»»

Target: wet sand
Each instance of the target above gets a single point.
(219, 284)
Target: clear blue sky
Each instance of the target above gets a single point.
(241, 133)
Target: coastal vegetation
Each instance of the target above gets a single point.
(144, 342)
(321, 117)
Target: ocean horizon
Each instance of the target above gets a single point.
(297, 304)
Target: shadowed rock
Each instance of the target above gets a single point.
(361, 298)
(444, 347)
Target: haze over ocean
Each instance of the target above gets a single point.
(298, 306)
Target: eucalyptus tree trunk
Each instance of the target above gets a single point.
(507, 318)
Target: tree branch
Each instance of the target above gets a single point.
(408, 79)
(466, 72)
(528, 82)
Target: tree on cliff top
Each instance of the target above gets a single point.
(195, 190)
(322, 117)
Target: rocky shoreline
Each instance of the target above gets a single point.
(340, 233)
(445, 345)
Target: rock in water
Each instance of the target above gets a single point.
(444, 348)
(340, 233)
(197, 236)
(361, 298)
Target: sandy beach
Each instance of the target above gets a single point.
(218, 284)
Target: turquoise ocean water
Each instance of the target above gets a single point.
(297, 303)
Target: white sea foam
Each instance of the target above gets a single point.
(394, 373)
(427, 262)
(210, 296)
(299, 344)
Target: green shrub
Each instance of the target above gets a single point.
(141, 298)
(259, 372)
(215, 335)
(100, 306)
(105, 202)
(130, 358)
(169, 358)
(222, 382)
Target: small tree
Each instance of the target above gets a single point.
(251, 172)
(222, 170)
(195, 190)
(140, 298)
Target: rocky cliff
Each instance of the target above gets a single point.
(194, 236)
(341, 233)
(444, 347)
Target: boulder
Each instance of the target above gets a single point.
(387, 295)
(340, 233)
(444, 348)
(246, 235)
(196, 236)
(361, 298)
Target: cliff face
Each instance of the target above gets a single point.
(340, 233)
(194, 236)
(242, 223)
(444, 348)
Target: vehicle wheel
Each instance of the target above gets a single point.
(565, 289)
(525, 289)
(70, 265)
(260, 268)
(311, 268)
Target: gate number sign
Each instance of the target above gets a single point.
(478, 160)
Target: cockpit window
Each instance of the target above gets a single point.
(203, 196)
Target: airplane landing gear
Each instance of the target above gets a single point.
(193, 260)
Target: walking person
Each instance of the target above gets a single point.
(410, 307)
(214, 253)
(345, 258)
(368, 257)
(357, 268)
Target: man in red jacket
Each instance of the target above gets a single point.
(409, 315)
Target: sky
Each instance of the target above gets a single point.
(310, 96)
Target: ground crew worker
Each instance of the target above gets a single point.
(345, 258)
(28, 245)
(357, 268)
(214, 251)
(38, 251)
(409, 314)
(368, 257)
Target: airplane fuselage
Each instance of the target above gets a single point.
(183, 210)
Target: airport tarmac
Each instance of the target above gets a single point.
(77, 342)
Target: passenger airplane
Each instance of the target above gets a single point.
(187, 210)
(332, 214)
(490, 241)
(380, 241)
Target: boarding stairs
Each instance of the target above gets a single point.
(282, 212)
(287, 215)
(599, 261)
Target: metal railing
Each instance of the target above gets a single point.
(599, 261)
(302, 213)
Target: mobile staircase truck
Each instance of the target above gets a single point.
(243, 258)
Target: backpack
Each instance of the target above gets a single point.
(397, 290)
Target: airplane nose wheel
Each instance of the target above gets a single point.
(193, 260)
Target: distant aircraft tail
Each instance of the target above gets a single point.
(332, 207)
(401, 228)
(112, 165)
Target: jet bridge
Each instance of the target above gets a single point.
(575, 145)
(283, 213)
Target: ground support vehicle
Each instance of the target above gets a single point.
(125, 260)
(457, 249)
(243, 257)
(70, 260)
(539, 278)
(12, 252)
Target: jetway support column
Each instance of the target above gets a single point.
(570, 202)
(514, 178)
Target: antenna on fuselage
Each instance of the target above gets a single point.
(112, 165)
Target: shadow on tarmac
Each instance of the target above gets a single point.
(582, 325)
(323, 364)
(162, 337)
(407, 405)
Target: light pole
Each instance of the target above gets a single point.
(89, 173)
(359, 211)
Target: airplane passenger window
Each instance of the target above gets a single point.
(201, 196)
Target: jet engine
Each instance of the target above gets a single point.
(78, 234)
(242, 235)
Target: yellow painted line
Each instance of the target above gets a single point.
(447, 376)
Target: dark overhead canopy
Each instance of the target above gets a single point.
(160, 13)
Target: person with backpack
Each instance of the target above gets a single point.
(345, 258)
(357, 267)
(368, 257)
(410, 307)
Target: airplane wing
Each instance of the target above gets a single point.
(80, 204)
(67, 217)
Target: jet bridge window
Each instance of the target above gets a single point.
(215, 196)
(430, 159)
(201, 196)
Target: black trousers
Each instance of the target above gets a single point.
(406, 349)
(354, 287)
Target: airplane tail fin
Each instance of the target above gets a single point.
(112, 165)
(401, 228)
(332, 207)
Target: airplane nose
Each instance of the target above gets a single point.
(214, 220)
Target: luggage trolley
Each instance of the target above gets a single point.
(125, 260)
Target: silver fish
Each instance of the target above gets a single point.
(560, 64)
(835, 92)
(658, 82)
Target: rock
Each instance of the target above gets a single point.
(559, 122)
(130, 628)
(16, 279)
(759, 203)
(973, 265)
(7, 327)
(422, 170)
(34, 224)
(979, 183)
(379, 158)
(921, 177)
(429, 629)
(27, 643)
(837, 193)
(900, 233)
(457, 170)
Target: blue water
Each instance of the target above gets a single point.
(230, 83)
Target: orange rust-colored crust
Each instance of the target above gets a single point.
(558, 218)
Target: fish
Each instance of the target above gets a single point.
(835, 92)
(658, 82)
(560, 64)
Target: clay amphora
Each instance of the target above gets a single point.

««

Rewrite all of the records above, replacing "single point" with "single marker" and leaving everything else unchanged.

▶ [Solved problem]
Target: wet sand
Each instance of the target above gets a single marker.
(219, 284)
Target: clear blue sky
Each instance of the target above gets a single marker.
(241, 133)
Target: coastal vegetation
Each instance of the target above gets a single marker.
(144, 342)
(321, 117)
Target: ocean horizon
Each instance of the target above gets a single marker.
(297, 304)
Target: shadowed rock
Each instance of the target above gets a single marker.
(361, 298)
(444, 347)
Target: haze over ocean
Each instance of the target above gets a single marker.
(298, 306)
Target: eucalyptus tree trunk
Each instance of the target above gets a single marker.
(507, 318)
Target: tree branch
Each instance of the target above gets a single marker.
(408, 79)
(466, 72)
(528, 82)
Target: tree on cliff top
Each instance of the target above gets a single marker.
(195, 190)
(322, 117)
Target: rocky shoreline
Each instance of the target above gets a single marker.
(340, 233)
(445, 345)
Target: rock in water
Each instance of the target above gets a single marker.
(444, 348)
(340, 233)
(197, 236)
(361, 298)
Target: sandy beach
Each instance of the target above gets a single marker.
(218, 284)
Target: turquoise ocean water
Each instance of the target above gets a single marker.
(297, 303)
Target: white sea foam
Each instance of the target above gets a single marker.
(394, 373)
(427, 262)
(210, 296)
(299, 344)
Target: green shrub
Each instance of the target above gets a single marker.
(141, 298)
(259, 372)
(215, 335)
(100, 306)
(105, 202)
(130, 358)
(169, 358)
(222, 382)
Target: small tree
Each instance of the target above gets a single marker.
(251, 172)
(222, 170)
(195, 190)
(140, 298)
Target: rocky cliff
Each instance of the target above gets a single marker.
(194, 236)
(341, 233)
(444, 347)
Target: boulder
Each instance of the target above gets a single marker.
(387, 295)
(340, 233)
(444, 348)
(246, 235)
(196, 236)
(361, 298)
Target: cliff face
Each instance of the target above gets a single marker.
(340, 233)
(194, 236)
(242, 223)
(444, 348)
Target: vehicle wheel
Each instance of the target above gets a single marker.
(565, 289)
(525, 289)
(70, 265)
(260, 268)
(311, 268)
Target: gate number sign
Each instance of the target above gets a single marker.
(478, 160)
Target: cockpit window
Each instance of the target above gets a single marker.
(203, 196)
Target: airplane landing gear
Each instance of the target above gets a single marker.
(193, 260)
Target: walking person
Each instance of the target above gets a single marker.
(410, 307)
(214, 253)
(345, 258)
(368, 257)
(357, 268)
Target: man in red jacket
Each instance of the target above gets a single marker.
(409, 315)
Target: sky
Each instance of the target above gets a single marker.
(310, 96)
Target: ground crew worker
Each instance of the target above gets a single marker.
(345, 258)
(28, 245)
(357, 268)
(214, 251)
(38, 251)
(409, 314)
(368, 257)
Target: airplane fuselage
Each instance of the target above gets a single marker.
(183, 210)
Target: airport tarmac
Each instance of the target above gets a single marker.
(77, 342)
Target: passenger airplane
Each instance of the target above gets a single marker.
(187, 210)
(332, 214)
(490, 241)
(380, 241)
Target: boarding stairs
Each instance of the target above gets a single marker.
(282, 212)
(287, 215)
(599, 261)
Target: metal railing
Each instance of the target above gets a single marker.
(599, 261)
(302, 213)
Target: mobile staircase truck
Each instance of the target above gets a single marker.
(243, 258)
Target: backpack
Each instance of the target above gets a single marker.
(397, 290)
Target: airplane nose wheel
Each instance of the target above gets a single marker.
(193, 260)
Target: distant aircraft tail
Each instance of the target above gets a single marker.
(332, 207)
(401, 228)
(112, 165)
Target: jet bridge
Each instance of the target above gets a single marker.
(575, 145)
(283, 213)
Target: ground support vehicle
Each instance of the target above gets a single marker.
(125, 260)
(457, 249)
(243, 257)
(70, 260)
(539, 278)
(12, 252)
Target: jetway support column
Each instance of the target above gets a single marker.
(570, 202)
(514, 178)
Target: antenna on fuselage
Each instance of the target above gets a single marker.
(112, 165)
Target: shadow on tarmac
Each instance of the target above gets a single marker.
(582, 325)
(323, 364)
(162, 337)
(407, 405)
Target: light pole
Each instance of the target above gets a single marker.
(89, 173)
(359, 211)
Target: airplane passenger window
Each instance of the target above gets a single marker.
(201, 196)
Target: jet engine
Each instance of the target above gets a single marker.
(78, 234)
(242, 235)
Target: yellow painted line
Each instance of the target above gets a single marker.
(447, 376)
Target: dark overhead canopy
Each instance of the target above gets a single marker.
(160, 13)
Target: person with backpack
Each instance of the target above gets a single marker.
(345, 258)
(357, 267)
(368, 257)
(410, 307)
Target: airplane wing
Each instance of the target above gets a single marker.
(80, 204)
(67, 217)
Target: jet bridge window
Each instance of the target above gets a single marker.
(215, 196)
(430, 159)
(201, 196)
Target: black trousers
Each instance of the target above gets a single marker.
(406, 349)
(354, 287)
Target: airplane tail fin
Each instance of the target above gets a single marker.
(112, 165)
(401, 228)
(332, 207)
Target: airplane nose
Each instance of the target above gets a single marker.
(214, 220)
Target: luggage trolley
Each instance of the target above gets a single marker.
(125, 260)
Target: silver fish
Each instance of the target above gets a single marker.
(560, 64)
(835, 92)
(658, 82)
Target: rock
Each instance of the target above gets a single marker.
(559, 122)
(130, 628)
(16, 279)
(759, 203)
(973, 265)
(7, 327)
(422, 170)
(34, 224)
(979, 183)
(379, 158)
(921, 177)
(429, 629)
(27, 643)
(837, 193)
(900, 233)
(457, 170)
Target: blue water
Each instance of the target above gets a single marker.
(230, 83)
Target: orange rust-colored crust
Each instance of the target above gets a single marker.
(558, 218)
Target: fish
Each instance of the target above gets a single marker.
(835, 92)
(658, 82)
(560, 64)
Target: clay amphora
Each instance of the target above gets a single marker.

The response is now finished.